━━━ Text segment ━━━
LOLA Bees needs a way to remotely monitor the temperature, humidity, and weight of their hives while optimizing spending to make it easier for beekeepers to manage the health of their hives

This way when the moisture levels fall off the range or the food needs to be re-filled, a trip can be made to the hive knowing its needed.

We also made a list of objectives and constraints in the order of most important to the client to least for us to test against:

Objectives

  1. Remotely monitor hives
  2. Maintenance and repair friendly
  3. User friendly experience
  4. Notify the user when values are above or below certain thresholds

Constraints

  1. Budget of approximately $50 per hive
  2. Electronics and hive must withstand winter temperatures
  3. Hive must be bee safe

Now that we settled that, we got to building 🏗️.
━━━
> [Directions]
A. Reproduce the hive monitoring text word for word, starting with "1. Budget of" and going on through "to building 🏗️.".
B. According to the hive monitoring text, what is the budget for each hive?
Rely only on the hive monitoring text, not on outside knowledge.
━━━ Supplied material ━━━
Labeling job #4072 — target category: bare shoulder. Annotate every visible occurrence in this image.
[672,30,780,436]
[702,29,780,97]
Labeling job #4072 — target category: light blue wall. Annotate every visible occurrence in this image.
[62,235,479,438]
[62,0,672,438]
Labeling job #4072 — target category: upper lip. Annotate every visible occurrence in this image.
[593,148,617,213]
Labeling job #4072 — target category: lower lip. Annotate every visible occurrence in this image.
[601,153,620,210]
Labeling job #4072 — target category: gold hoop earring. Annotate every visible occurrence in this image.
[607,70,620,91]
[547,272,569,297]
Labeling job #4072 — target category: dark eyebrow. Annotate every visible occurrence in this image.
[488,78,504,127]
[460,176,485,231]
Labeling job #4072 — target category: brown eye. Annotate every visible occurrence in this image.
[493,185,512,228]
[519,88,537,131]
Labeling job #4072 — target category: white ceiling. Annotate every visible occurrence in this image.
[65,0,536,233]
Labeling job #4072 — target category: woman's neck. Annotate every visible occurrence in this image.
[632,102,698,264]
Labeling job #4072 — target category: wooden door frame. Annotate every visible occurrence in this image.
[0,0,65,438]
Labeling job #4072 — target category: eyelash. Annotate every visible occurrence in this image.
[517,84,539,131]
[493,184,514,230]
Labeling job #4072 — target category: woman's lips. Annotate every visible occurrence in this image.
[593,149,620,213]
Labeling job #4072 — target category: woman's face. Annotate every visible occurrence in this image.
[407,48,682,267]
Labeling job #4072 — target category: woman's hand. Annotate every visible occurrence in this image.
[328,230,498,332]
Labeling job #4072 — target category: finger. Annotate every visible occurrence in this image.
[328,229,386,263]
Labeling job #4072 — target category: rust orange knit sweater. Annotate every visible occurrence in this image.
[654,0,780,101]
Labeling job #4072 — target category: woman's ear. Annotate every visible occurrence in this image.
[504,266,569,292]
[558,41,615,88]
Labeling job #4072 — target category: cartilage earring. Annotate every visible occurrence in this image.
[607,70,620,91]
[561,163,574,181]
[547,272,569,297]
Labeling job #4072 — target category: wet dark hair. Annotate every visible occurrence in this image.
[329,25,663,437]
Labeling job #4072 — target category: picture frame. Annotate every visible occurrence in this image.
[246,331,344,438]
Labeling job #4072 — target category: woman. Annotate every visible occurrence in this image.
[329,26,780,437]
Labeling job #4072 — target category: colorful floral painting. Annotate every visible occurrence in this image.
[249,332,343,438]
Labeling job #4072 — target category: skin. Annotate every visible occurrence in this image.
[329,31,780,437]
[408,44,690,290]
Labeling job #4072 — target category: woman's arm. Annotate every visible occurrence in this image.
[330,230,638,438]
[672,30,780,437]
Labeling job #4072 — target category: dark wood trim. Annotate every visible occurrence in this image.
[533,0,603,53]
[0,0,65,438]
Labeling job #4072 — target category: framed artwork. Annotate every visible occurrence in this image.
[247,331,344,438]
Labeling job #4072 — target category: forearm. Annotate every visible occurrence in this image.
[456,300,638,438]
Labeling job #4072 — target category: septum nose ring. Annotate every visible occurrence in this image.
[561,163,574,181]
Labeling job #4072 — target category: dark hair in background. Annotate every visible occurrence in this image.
━━━
> [Solutions per task]
A.
1. Budget of approximately $50 per hive
  2. Electronics and hive must withstand winter temperatures
  3. Hive must be bee safe

Now that we settled that, we got to building 🏗️.

B. Approximately $50 per hive.